Required tasks ->
(a) Reproduce the part of the passage on Pola Negri's roles in Lubitsch's films between "Negri, playing Jeanne" and "of that face.", inclusive.
(b) Write the next part of the passage on Pola Negri's roles in Lubitsch's films, picking up after its final sentence.
++++ Passage given
What Lubitsch did most assuredly do was to use Pola Negri, especially, in the kinds of outsider roles that he himself had been playing. In the Lubitsch films Negri incarnates women who are not aware of and not bound by the rules that govern others, that is, women who behave as though they had the right to act as they please. Like the protagonist of Carmen, their independence often gives them almost absolute power over certain marginal areas of life, but it also makes them vulnerable to traditional sites of masculine privilege, like soldiering and politics, which they ignore at their peril. Negri often shows this freedom by the way she scurries at will all through the set, bending, twisting, flitting - the only character permitted such a range of territorialising activity. By contrast, the men whose territory this ‘really’ is, those with the power that will ultimately destroy her and her allies, are the most hampered in their movements, the most uncomfortable and rigid. They are also the characters least aware that what they do is a performance, the ones who mistake what they are doing for life itself. Negri turns to face the spectators, she grimaces, laughs, performs, displays, exhibits herself. She understands that her territory is the screen, and that the territory of others is whatever they imagine the screen reflects.

   

   

Negri, playing Jeanne in Madame du Barry, intrudes gauchely into the lives of the men who will advance her: hurling a hatbox into the path of a horse, tumbling over a screen on top of her future pimp/brother-in-law. As La Carmencita, Negri enters behind the hapless Don José just as he inhales his cigarette, grabs him by the hair, pulls him backwards and kisses him. She has begun these films as a cameo, a still object, an emblem - territory itself for the territorialising gaze; but always she veers away from such passivity, marking her own territory by her actions, dragging all eyes with her, reterritorialising herself in the process, creating the screen as a surface, the screen she faces, on which her face opens in close-up, screen of that face.
++++++++
++++ Data shown
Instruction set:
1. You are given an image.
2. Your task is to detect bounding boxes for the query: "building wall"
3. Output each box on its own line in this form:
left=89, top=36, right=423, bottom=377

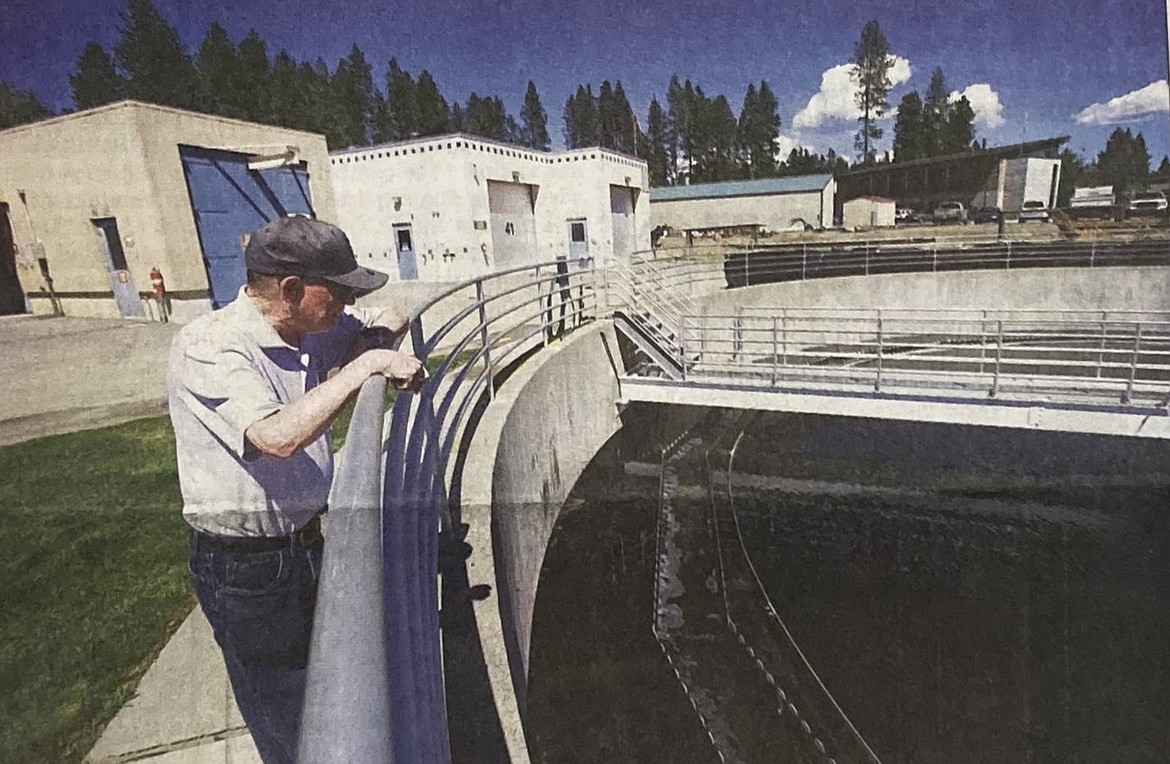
left=841, top=197, right=894, bottom=228
left=330, top=135, right=649, bottom=282
left=999, top=158, right=1060, bottom=212
left=0, top=102, right=336, bottom=321
left=651, top=184, right=833, bottom=230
++++++++
Results for the exercise ->
(a)
Negri, playing Jeanne in Madame du Barry, intrudes gauchely into the lives of the men who will advance her: hurling a hatbox into the path of a horse, tumbling over a screen on top of her future pimp/brother-in-law. As La Carmencita, Negri enters behind the hapless Don José just as he inhales his cigarette, grabs him by the hair, pulls him backwards and kisses him. She has begun these films as a cameo, a still object, an emblem - territory itself for the territorialising gaze; but always she veers away from such passivity, marking her own territory by her actions, dragging all eyes with her, reterritorialising herself in the process, creating the screen as a surface, the screen she faces, on which her face opens in close-up, screen of that face.

(b)
 

Beyond the surface of the screen, in the imagined world, it is a game, and more than that, of predestined glances. Even Jeanne cannot propel herself unwitting and unaided into the presence of Louis XV. Instead, the bored monarch will peer out of frame to some place not clearly contiguous (that is, to noplace), and coincidentally he will see her there, far away, and will be entranced. The windows of Versailles only look out on scenes that foretell doom. From them Jeanne, now the King’s mistress, spies her true love, Armand, again. Later the same windows show a mob at the gates, Armand again, and the slaughter of the mob. Later yet, a delegation of radicals looks out through palace windows and catches Louis at play when they suppose he should be heeding their demands. He dies as he plays, the du Barry falls, and the revolution follows, somewhat anachronously, but with impeccable narrative logic.

 

Yet the fate in these images of looking and seeing is more than a matter of simple chrono-logic. Each of them evokes a network of relations. In Jeanne, Louis sees an object of his desire, but Jeanne appears in his field of vision because du Barry has beaten her into prostituting herself in order to get the King to pay off a debt. When Jeanne sees Armand, she sees the man she saved from execution, who believes himself to have been saved by the King, and who will condemn, then attempt to rescue, her. The unsuspecting mob outside the window has been secretly goaded into action by Jeanne’s enemies; just as oblivious, it is destroyed because it is spoiling the ceremony that in some sense legitimises Jeanne’s position. What a delegation of the people sees through the window is a blindfolded King; what it fails to recognise when it turns from the window to look behind, is Choiseul, the motive power behind both the throne and the impending revolution. Each pair of looker and seen implies a third through which the first two are related.

   

   
Madame du Barry – Production still    

Over and over again these films present the viewer with striking mental images. (2)  Some, like the repeated image of a group of women in a building looking down as men look up from below, with each side displaying itself as it enjoys the other’s display, are crystal images depending on the viewer’s store of cultural knowledge, layering everyday behaviour in one class onto the fantasies of another and flipping the advertising of red light districts onto the refined voyeurism of the ballet. In Madame du Barry there is a trilogy of such images in which Jeanne each time sees herself in a mirror reflected through du Barry.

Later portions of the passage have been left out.